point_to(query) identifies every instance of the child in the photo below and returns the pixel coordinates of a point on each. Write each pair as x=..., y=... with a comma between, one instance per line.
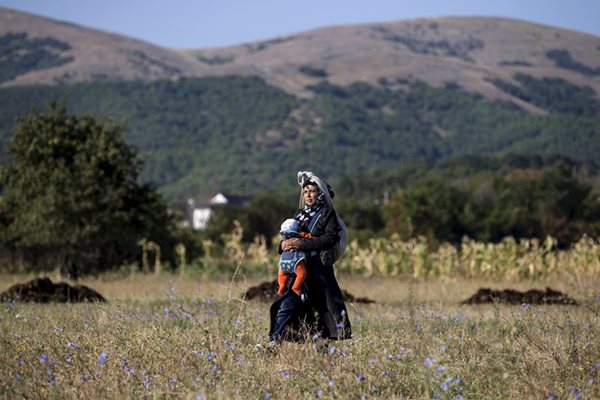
x=291, y=262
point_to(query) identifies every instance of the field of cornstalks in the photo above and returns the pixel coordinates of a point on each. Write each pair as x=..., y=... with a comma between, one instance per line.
x=191, y=334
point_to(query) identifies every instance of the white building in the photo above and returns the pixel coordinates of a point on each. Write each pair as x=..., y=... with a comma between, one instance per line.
x=200, y=214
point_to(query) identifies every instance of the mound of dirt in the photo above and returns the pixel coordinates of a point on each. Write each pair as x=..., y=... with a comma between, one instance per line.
x=510, y=296
x=266, y=292
x=43, y=290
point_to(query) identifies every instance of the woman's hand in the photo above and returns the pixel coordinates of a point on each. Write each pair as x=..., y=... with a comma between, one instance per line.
x=292, y=244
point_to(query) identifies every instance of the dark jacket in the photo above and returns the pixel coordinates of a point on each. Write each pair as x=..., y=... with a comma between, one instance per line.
x=325, y=312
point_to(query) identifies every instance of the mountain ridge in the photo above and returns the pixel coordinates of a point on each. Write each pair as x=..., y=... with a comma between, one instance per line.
x=469, y=51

◆ **Instructions for the task**
Go to the line holding "point_to(query) identifies every instance of the mountain" in the entries above and return it, along with every line after it, exactly as written.

◆ **Task response**
point_to(query) identifies every instance of the mountain ridge in the photo above and returns the pixel coordinates of a point on each. Write each pair as x=..., y=... with a comma between, one instance per line.
x=469, y=51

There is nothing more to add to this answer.